SOURCE.
<<<<

In a bid to increase its appeal to girls, Lego has released a new line of toys specifically geared towards to the needs and wants of the fairer sex. The announcement led to a great deal of both anticipation and scepticism, which culminated in the release of 'Lego Friends' earlier this month.

When the product was unveiled, Mads Nipper, the executive vice president of products and markets at Lego waxed lyrical about the intellectual benefits of children playing with Lego: improved concentration, development of spatial awareness and creativity. In light of such passion and commitment to these vital parts of the Lego experience, one would expect the new product to provide all the great learning opportunities that other Lego products offer.

However, that does not seem to be the case. While Lego products have traditionally focussed on building as a creative, universal experience, their marketing has become increasingly divisive in order to appeal to the supposed different requirements of male and female children. The toys aimed at boys have become increasingly conflict based, focussing more on role-playing games with minifigs after the construction is complete, rather than the construction itself. The Lego City range, for example, has recently introduced a series of toys within the theme of 'cops and robbers', emphasising violent forms of conflict resolution.

Girls, meanwhile have the worse lot with the introduction of Lego Friends. Aside from the obviously gendered design, dominated by pink and purple hues in the imaginary location of Heartlake City, Lego Friends fails to promote creativity and development for girls. The creative building aspect has been almost completely eliminated in the advertising, as girls are encouraged to play with the new minifigs as they would any other doll, "going to a party at the new café" or "chilling at the beauty shop". Considering how dominant men are in the construction and engineering industries, with women making up only 11% of the engineering workforce in the USA, this is highly problematic as the failure to engage girls in constructive, creative play at a young age is likely to be a contributing factor to such statistics.

>>>>

Dataset items

<<<<

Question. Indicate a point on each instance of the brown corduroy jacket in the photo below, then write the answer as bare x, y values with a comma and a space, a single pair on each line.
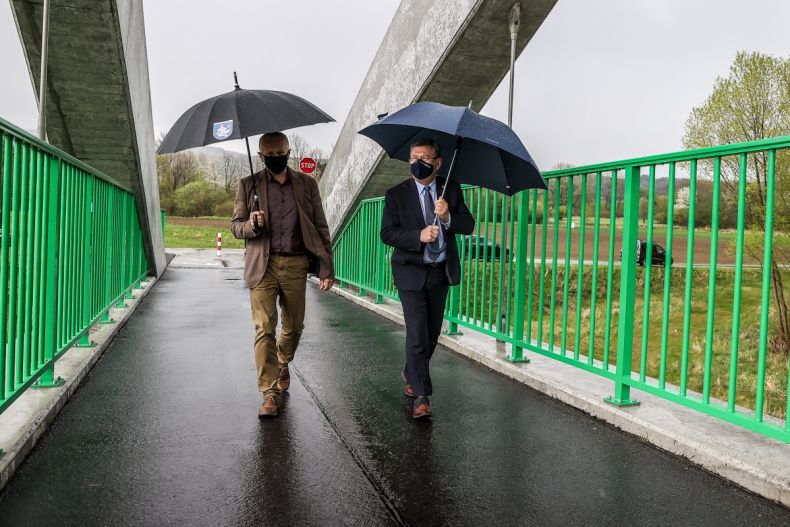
312, 224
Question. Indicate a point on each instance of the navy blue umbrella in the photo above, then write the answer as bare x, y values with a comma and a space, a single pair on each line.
484, 152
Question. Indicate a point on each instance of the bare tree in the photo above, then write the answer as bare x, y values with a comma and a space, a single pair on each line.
226, 171
752, 103
176, 170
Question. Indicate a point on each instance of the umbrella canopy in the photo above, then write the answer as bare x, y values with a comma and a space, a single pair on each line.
477, 150
239, 114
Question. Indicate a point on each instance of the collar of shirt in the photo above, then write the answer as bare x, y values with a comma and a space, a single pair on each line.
270, 177
431, 185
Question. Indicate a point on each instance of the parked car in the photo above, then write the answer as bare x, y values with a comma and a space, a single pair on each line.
479, 247
658, 256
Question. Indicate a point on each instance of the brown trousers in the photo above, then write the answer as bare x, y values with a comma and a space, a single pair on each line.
286, 279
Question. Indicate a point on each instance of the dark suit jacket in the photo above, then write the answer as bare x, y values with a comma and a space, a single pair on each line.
312, 224
401, 226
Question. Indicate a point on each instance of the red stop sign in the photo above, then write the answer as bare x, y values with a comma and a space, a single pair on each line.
307, 165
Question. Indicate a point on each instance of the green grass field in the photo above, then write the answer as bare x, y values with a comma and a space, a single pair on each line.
199, 233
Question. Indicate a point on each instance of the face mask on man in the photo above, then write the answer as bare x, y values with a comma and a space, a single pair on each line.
421, 169
276, 164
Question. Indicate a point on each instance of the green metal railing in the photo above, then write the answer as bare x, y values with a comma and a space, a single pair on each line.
546, 272
70, 248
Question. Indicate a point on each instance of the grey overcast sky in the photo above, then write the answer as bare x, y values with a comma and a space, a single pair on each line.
601, 80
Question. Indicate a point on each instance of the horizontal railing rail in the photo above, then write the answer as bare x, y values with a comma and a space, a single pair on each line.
546, 272
71, 247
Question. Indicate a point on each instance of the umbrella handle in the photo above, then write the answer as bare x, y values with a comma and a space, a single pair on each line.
449, 172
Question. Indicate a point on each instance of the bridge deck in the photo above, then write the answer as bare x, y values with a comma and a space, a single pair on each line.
165, 432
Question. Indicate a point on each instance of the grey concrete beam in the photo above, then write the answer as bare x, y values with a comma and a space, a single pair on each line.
98, 99
448, 51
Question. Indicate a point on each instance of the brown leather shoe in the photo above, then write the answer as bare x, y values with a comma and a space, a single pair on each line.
284, 379
269, 407
422, 408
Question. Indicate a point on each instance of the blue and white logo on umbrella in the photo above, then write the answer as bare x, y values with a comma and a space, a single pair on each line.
222, 130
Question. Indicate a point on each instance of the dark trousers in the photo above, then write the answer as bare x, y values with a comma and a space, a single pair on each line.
423, 312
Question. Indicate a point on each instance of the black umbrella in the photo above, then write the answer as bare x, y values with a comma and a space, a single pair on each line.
485, 152
239, 114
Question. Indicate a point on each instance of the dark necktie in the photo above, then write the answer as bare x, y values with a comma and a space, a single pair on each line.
434, 248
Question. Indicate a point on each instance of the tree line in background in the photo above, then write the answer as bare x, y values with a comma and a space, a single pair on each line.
751, 103
204, 182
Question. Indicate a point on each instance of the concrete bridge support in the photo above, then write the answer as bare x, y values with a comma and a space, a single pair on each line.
448, 51
99, 100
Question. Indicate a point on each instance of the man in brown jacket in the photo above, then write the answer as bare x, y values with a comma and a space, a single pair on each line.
278, 213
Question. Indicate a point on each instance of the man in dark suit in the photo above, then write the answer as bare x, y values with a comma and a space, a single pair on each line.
425, 261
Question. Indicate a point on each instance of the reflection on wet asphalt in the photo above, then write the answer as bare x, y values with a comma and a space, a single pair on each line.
164, 432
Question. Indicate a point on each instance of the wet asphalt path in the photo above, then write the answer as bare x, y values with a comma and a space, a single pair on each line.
165, 432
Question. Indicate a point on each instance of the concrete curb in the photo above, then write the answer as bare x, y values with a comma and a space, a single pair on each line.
754, 462
25, 421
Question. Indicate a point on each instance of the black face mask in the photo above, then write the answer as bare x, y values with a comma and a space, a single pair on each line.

>>>>

SET PROBLEM A.
Answer these questions using the article on Lego Friends, one answer per line:
(i) What position at Lego does Mads Nipper hold?
(ii) In what imaginary location is Lego Friends set?
(iii) What share of the engineering workforce in the USA is made up of women?
SET PROBLEM B.
Decide whether each statement agrees with the article on Lego Friends. Answer yes or no and quote the words from the article that settle it.
(i) Lego Friends was released earlier this month.
(ii) The Lego City range recently introduced toys with a space exploration theme.
(iii) The design of Lego Friends is dominated by green and blue hues.
SET PROBLEM C.
Continue the article on Lego Friends from the point where it stops.

EXERCISE RESULT A.
(i) Executive vice president of products and markets.
(ii) Heartlake City.
(iii) 11%.

EXERCISE RESULT B.
(i) Yes: "culminated in the release of 'Lego Friends' earlier this month."
(ii) No: "a series of toys within the theme of 'cops and robbers'"
(iii) No: "dominated by pink and purple hues"

EXERCISE RESULT C.
The activities the girls and their minifigs are encouraged to do in Heartlake City are also highly gendered, such as baking at the City Park Café, getting their hair done at the Butterfly Beauty Shop and taking care of pets at the Heartlake Vet. Compared to the exciting range of activities and occupations that boys' Lego toys offer such as astronaut, fire-fighter and construction worker, the girl's universe seems incredibly limiting. Lego underestimates the influence toys hold over children if they believe that such gender segregation of occupations will not influence children's attitudes and ambitions as they grow up and make their own career choices.

The new minifigs themselves also pose a problem. While the traditional minifigs were, at least originally, universal and relatively ungendered, the Lego Friends minifigs look just like miniature Barbies, with long hair and curvaceous figures. This only goes to reinforce and exaggerate the difference between boys and girls, portraying the male as the norm and the female as 'the other'.

Lego claims that segregating their products by gender is necessary due to the demands of their customers: girls want pretty, pink toys that allow them to do 'girly stuff', while boys demand blue, macho, conflict-based Lego sets. However, this seems to me to be self-fulfilling marketing. By taking both sets to such gendered extremes and marketing them solely to one sex, Lego understandably attracts only one gender to each product. The result of such segregation in the toy industry is not just destructive to the development of girls; it also has a negative affect on boys. By having toys that are centred on violence, they fail to develop skills of non-violent conflict resolution and care giving that girls' toys promote. In order to free society of the traditional gender roles, toys must become more universal, promoting both male- and female-indentified skills to all children.